Why do people GO to therapy?
Generally, people begin because they are suffering. They are experiencing emotional distress and would like some help with it. Often, though, once people start, they learn that therapy is a productive way to learn a lot about yourself. The more you know yourself, know your thinking, feeling and behaviour patterns, know your emotional stuck points and your hot buttons, the more freedom you have in your life. If I don’t know about my tendencies, about my defenses, about my patterns, then I am doomed to keep repeating and repeating them. It is only through self-knowledge that I have any chance at all for creating a new life for myself.
You could argue that you don’t need a therapist to develop self awareness, and I would agree. In fact, there would be no argument there! But for many of us, we have a pattern of isolation and independence (“I can do this myself…I don’t need any help!”) that can lead to a lack of intimacy in relationships, or can be related to problems trusting other people. Sometimes allowing ourselves to accept the support and the disinterested perspective of a therapist is a way to break out of a pattern in itself.
But suppose you have decided to start therapy. What can you do to make the most of the experience? Therapy isn’t like medicine; you don’t just go for the hour every week and wait for it to work. The more actively you involve yourself in your therapy, the more you’ll get from it.
Usually therapy helps you to see things in a different light. This can be because of the experience of relating to another person in a different way, or because of hearing yourself say something in the presence of a caring other, or because of other experiential processes that happen during the therapy hour. You can extend this shift by continuing to “process” during the week or weeks between sessions. The following suggestions might be helpful to you.
- Reflect on your session. What have you heard or seen or done that was different for you? Are there ways that you can bring this difference into your everyday life? Even if you are not ready to make such a change, can you think about what it might be like if you were ready to do this?
- Work on body awareness.
- Several times each day, take a moment to “check in” with your body. Notice your energy level, your body sensations, any “felt sense” that arises in your awareness. Notice any thoughts that are persisting.
- Use body movement to help you identify what’s going on in your body. Try grounding exercises, or alternating vigorous movement with stillness to just see what’s up right now.
-- -- --
WORK INSTRUCTION 1
Answer the following questions about the passage on therapy.
(a) According to the passage, why do people generally begin therapy?
(b) What does the passage say therapy is not like?
(c) How often does the passage suggest taking a moment to "check in" with your body?
WORK INSTRUCTION 2
From the passage on therapy, reproduce word for word the portion starting at "But suppose you" and ending at "get from it.".

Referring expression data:
-- -- --
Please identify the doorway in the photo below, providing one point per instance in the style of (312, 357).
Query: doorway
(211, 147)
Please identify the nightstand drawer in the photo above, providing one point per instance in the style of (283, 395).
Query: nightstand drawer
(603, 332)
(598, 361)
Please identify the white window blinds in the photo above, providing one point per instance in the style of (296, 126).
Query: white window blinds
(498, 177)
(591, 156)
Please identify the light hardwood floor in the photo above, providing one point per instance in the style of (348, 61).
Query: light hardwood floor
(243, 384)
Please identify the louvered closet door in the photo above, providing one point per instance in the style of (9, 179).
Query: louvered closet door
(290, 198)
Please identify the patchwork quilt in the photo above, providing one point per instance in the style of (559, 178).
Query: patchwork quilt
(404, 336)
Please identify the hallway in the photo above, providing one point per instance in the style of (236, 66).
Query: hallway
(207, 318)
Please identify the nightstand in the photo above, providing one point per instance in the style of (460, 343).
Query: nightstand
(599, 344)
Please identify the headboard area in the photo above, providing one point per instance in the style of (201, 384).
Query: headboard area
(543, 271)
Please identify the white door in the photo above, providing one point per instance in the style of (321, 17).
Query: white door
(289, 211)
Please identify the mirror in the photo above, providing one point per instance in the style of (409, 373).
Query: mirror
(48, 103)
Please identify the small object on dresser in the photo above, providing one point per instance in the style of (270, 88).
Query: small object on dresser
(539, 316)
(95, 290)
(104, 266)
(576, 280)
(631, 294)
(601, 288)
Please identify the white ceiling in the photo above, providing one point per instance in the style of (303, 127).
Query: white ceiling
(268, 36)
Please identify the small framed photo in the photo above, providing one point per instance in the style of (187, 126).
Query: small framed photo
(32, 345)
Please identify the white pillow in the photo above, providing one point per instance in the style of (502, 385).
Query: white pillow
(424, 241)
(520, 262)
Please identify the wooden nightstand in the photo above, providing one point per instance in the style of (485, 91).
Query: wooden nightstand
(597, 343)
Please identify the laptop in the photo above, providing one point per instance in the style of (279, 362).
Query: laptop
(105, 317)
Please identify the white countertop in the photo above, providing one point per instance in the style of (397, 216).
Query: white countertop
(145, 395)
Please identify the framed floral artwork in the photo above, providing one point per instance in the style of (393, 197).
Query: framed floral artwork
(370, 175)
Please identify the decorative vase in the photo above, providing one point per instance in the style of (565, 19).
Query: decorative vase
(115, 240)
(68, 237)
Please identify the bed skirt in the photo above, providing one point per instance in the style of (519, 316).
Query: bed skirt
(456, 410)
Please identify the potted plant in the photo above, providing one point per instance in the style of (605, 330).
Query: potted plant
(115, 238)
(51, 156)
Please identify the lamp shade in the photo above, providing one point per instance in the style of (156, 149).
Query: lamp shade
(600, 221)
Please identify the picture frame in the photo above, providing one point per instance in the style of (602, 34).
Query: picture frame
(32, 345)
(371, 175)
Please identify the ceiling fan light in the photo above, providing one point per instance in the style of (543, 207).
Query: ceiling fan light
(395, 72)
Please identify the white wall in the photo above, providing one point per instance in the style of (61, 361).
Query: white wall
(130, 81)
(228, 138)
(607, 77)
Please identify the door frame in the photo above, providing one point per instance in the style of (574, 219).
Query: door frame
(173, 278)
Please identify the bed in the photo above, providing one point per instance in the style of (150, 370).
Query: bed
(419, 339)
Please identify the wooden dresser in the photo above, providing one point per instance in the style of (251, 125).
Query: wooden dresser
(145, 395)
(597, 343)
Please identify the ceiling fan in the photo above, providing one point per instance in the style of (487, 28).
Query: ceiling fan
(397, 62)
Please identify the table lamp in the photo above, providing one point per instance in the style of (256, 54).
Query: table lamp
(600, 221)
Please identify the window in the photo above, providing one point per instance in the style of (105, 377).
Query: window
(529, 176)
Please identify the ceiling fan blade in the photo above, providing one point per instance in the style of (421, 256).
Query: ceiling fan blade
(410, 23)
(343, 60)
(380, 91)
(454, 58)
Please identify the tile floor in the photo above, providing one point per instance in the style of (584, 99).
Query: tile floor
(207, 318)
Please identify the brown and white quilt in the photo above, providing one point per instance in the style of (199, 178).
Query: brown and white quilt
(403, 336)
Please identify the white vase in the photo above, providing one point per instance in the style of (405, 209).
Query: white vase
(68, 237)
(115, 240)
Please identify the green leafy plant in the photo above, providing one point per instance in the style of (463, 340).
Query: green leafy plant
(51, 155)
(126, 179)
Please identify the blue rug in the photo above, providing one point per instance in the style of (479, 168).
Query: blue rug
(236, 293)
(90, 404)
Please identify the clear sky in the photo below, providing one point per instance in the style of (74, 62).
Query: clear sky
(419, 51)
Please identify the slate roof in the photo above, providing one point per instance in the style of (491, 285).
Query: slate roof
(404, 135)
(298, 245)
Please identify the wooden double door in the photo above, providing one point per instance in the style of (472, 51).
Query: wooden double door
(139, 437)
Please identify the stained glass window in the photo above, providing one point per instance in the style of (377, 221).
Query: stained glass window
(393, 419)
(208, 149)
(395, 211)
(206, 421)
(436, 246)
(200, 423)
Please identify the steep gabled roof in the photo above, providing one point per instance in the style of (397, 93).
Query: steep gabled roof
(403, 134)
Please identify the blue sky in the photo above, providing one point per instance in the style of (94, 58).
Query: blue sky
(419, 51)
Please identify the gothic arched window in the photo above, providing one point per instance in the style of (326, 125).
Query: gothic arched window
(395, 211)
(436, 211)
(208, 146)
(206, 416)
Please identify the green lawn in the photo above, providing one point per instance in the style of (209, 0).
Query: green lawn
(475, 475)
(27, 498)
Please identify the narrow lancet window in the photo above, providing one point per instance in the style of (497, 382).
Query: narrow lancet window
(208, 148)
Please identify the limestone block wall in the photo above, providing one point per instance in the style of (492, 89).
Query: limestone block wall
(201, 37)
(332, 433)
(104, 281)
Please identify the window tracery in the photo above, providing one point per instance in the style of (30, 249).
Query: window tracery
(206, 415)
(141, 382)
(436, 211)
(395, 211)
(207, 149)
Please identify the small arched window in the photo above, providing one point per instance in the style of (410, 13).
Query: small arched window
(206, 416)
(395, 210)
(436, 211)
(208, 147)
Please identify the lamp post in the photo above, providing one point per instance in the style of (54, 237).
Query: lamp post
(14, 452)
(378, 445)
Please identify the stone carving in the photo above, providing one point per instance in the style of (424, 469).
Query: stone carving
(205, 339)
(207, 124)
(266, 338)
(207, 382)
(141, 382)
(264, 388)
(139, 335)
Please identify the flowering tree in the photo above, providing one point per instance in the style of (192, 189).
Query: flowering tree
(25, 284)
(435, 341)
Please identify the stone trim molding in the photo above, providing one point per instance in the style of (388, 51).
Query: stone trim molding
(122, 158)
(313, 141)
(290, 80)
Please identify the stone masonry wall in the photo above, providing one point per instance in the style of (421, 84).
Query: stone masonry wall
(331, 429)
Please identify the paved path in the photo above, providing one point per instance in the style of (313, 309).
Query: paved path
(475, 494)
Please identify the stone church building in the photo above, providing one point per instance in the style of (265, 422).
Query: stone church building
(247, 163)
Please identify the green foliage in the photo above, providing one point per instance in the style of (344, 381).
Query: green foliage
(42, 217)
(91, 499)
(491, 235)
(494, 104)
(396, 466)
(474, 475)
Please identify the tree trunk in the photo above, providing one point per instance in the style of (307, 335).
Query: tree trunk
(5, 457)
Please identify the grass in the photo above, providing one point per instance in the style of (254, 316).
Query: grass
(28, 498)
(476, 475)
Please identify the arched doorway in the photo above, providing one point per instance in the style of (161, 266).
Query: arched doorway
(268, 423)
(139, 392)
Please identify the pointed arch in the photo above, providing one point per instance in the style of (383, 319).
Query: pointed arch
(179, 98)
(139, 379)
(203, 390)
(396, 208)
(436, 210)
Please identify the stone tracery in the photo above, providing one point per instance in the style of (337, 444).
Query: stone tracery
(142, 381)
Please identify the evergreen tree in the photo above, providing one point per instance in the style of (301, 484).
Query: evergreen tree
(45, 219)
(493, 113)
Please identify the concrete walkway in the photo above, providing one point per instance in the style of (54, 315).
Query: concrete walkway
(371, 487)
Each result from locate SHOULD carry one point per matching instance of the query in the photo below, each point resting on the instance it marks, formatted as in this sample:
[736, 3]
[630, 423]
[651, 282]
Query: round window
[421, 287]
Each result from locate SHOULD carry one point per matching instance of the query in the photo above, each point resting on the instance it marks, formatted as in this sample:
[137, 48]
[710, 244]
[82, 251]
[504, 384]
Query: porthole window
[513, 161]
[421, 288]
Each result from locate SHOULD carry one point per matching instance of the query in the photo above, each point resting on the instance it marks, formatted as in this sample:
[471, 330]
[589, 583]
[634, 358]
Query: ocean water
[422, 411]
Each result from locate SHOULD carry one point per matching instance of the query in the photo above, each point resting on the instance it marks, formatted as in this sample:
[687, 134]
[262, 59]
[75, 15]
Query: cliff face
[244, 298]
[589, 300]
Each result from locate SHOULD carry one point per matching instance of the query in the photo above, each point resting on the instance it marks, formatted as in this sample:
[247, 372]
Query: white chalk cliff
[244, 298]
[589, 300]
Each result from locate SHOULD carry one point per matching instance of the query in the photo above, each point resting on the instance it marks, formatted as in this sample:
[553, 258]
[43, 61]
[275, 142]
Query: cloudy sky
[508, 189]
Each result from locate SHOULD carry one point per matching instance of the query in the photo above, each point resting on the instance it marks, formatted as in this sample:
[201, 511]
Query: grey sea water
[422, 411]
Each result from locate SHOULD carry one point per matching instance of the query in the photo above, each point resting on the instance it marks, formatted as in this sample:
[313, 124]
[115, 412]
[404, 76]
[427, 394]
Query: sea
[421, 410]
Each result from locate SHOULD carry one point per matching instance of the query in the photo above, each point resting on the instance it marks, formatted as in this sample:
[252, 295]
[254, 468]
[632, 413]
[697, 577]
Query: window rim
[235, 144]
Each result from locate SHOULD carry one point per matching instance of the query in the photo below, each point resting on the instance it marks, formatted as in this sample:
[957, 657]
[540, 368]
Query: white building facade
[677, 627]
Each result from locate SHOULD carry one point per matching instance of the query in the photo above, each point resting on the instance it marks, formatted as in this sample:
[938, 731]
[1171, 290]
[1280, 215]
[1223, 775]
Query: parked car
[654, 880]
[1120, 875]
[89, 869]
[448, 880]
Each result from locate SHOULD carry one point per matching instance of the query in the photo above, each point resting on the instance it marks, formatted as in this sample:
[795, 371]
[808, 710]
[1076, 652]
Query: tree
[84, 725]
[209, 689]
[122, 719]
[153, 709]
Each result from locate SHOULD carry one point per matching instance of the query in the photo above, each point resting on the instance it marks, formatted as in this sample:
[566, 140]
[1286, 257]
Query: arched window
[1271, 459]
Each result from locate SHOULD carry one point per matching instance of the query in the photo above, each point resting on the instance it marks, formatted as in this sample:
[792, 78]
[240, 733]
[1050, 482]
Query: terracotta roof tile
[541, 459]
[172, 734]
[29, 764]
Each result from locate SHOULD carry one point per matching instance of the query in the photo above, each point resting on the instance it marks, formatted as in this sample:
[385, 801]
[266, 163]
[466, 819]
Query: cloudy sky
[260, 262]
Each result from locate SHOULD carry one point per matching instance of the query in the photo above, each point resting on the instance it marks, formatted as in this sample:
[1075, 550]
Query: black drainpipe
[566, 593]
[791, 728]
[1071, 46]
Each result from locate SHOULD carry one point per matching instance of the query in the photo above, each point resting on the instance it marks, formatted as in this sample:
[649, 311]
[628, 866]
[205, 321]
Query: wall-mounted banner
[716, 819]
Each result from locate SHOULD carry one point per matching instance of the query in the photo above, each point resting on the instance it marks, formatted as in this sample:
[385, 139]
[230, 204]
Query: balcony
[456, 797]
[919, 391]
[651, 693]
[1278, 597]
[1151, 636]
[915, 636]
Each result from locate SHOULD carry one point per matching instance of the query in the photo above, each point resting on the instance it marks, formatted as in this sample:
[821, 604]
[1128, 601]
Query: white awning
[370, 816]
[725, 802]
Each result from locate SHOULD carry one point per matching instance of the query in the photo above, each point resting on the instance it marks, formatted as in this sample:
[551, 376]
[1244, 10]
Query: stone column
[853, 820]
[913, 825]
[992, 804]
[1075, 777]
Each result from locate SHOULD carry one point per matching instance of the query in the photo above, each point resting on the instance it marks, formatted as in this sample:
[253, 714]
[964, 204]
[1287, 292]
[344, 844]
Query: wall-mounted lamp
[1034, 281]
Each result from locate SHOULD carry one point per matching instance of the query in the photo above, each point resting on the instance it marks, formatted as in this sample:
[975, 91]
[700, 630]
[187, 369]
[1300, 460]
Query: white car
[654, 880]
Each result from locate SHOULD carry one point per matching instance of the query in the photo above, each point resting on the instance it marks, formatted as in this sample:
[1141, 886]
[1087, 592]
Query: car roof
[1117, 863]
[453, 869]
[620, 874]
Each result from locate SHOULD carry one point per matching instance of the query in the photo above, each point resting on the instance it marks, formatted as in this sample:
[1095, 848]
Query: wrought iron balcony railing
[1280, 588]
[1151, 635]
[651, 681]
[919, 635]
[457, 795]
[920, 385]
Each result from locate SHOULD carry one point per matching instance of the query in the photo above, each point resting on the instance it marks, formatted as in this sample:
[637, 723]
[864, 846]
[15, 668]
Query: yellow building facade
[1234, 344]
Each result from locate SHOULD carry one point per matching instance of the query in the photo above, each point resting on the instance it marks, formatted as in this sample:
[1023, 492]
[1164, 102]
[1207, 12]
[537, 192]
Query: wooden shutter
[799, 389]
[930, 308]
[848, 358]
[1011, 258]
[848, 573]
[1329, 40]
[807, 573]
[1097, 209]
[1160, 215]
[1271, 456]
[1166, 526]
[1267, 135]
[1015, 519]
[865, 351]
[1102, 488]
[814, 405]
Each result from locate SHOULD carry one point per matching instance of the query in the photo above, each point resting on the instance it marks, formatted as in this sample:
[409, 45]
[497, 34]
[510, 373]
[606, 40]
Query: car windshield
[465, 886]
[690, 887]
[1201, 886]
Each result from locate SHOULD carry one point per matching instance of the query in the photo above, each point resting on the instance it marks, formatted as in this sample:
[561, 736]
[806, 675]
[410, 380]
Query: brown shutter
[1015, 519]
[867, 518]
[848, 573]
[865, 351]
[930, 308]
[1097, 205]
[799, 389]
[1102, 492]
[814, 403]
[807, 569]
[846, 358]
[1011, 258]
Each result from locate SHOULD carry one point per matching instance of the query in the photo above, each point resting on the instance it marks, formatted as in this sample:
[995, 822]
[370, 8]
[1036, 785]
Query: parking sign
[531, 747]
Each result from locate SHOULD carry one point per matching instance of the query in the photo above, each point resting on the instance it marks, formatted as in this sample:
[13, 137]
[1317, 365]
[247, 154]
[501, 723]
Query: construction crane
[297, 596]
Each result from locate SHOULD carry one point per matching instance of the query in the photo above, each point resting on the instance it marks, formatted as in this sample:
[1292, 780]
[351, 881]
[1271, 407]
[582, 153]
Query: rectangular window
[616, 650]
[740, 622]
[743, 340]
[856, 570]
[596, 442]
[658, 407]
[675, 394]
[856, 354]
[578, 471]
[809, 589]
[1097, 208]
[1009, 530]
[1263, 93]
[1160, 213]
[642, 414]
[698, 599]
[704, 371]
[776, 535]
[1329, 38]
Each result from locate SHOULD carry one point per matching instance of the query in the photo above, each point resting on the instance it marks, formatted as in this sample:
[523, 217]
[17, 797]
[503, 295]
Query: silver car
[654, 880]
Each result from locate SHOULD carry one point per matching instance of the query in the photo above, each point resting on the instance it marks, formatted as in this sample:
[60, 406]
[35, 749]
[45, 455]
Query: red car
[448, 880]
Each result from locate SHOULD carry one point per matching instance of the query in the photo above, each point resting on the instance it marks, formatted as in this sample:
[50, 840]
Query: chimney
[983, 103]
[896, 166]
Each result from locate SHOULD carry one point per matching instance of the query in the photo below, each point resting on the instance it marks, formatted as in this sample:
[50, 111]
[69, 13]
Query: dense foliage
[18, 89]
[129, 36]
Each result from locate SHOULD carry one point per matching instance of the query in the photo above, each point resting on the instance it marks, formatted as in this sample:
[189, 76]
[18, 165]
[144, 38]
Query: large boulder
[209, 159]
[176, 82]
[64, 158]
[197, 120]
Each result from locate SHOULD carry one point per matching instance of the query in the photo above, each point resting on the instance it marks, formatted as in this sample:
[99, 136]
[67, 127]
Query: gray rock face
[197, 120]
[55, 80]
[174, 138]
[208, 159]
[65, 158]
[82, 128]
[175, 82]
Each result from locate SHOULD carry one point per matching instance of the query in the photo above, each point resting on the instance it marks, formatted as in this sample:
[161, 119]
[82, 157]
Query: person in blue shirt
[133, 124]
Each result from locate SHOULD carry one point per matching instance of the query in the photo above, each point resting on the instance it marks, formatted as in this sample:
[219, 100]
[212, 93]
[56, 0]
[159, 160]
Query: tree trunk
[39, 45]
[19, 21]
-- -- --
WRITTEN REPLY 1
(a) They are suffering, experiencing emotional distress, and would like some help with it.
(b) Medicine.
(c) Several times each day.

WRITTEN REPLY 2
But suppose you have decided to start therapy. What can you do to make the most of the experience? Therapy isn’t like medicine; you don’t just go for the hour every week and wait for it to work. The more actively you involve yourself in your therapy, the more you’ll get from it.